## Begin Exercise data

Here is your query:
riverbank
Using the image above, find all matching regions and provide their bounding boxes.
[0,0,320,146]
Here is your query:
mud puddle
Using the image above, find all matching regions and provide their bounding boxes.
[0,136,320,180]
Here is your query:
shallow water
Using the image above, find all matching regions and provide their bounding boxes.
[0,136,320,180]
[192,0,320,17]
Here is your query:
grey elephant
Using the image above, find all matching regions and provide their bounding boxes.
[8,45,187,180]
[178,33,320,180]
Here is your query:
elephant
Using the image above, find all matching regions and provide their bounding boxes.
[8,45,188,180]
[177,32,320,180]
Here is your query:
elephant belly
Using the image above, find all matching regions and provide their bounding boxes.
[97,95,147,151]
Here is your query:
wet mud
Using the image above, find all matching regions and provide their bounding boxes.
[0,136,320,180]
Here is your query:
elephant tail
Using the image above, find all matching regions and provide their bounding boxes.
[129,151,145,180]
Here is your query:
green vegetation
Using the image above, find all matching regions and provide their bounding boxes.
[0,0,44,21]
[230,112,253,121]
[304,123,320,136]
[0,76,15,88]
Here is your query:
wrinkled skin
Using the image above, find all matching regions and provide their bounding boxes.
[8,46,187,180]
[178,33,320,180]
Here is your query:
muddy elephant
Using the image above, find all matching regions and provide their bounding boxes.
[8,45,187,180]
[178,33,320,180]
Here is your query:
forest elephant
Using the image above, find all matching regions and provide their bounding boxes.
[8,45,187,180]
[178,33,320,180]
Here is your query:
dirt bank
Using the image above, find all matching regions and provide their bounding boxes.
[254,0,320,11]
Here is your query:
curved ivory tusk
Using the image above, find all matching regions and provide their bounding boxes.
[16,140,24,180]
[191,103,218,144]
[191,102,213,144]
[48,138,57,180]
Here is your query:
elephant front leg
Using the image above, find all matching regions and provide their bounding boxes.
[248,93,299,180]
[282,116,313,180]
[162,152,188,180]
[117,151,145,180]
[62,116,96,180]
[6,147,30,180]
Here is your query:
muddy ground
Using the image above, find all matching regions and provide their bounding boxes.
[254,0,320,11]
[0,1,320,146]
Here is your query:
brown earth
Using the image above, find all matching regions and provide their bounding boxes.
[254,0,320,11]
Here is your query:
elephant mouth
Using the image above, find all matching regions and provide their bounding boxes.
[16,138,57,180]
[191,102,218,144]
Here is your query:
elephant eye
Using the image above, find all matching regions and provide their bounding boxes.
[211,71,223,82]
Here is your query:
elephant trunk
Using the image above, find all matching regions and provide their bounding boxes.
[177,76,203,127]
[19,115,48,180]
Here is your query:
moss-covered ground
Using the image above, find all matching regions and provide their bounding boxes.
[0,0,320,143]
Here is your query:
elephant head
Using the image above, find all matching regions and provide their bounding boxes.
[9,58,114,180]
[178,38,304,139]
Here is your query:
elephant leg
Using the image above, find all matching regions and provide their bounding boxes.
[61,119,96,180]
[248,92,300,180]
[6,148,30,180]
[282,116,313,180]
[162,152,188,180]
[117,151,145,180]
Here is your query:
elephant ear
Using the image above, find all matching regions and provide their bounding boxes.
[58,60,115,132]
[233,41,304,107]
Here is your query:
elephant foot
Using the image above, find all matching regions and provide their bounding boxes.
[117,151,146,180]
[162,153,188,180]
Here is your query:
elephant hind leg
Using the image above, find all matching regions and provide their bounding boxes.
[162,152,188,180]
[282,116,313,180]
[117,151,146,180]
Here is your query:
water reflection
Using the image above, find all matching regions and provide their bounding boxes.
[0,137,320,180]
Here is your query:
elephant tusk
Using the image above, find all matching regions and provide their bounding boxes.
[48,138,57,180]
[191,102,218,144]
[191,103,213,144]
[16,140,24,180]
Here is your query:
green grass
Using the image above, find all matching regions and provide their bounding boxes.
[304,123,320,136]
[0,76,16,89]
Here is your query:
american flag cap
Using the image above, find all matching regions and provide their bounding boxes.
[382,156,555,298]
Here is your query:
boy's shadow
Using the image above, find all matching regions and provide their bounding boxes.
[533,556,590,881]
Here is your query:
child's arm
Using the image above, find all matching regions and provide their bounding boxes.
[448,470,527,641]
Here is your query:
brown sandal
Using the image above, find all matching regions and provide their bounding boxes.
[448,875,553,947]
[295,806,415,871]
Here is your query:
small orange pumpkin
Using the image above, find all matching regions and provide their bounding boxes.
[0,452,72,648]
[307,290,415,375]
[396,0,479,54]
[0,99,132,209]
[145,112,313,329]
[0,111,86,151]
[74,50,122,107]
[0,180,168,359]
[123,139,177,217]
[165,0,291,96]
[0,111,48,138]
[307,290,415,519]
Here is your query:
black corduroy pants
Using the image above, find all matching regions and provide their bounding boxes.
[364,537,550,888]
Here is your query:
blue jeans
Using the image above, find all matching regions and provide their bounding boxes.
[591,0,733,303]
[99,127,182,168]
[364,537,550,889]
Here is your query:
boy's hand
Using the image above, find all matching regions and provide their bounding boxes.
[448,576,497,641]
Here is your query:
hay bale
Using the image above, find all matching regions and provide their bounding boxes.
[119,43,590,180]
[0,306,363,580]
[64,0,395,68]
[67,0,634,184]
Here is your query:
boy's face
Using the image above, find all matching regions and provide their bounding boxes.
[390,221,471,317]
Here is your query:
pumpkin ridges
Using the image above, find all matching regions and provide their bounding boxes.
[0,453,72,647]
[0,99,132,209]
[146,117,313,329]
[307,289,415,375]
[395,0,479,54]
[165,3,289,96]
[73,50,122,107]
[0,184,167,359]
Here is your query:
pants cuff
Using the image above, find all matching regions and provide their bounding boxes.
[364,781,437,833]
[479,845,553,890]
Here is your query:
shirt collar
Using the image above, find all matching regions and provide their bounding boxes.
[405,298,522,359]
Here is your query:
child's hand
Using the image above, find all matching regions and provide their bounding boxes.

## End Exercise data

**Job**
Count the lines of the items above that contain the string "pumpkin", treating uppercase and lowercase as different, and reply with the number alone.

**Result of this task**
2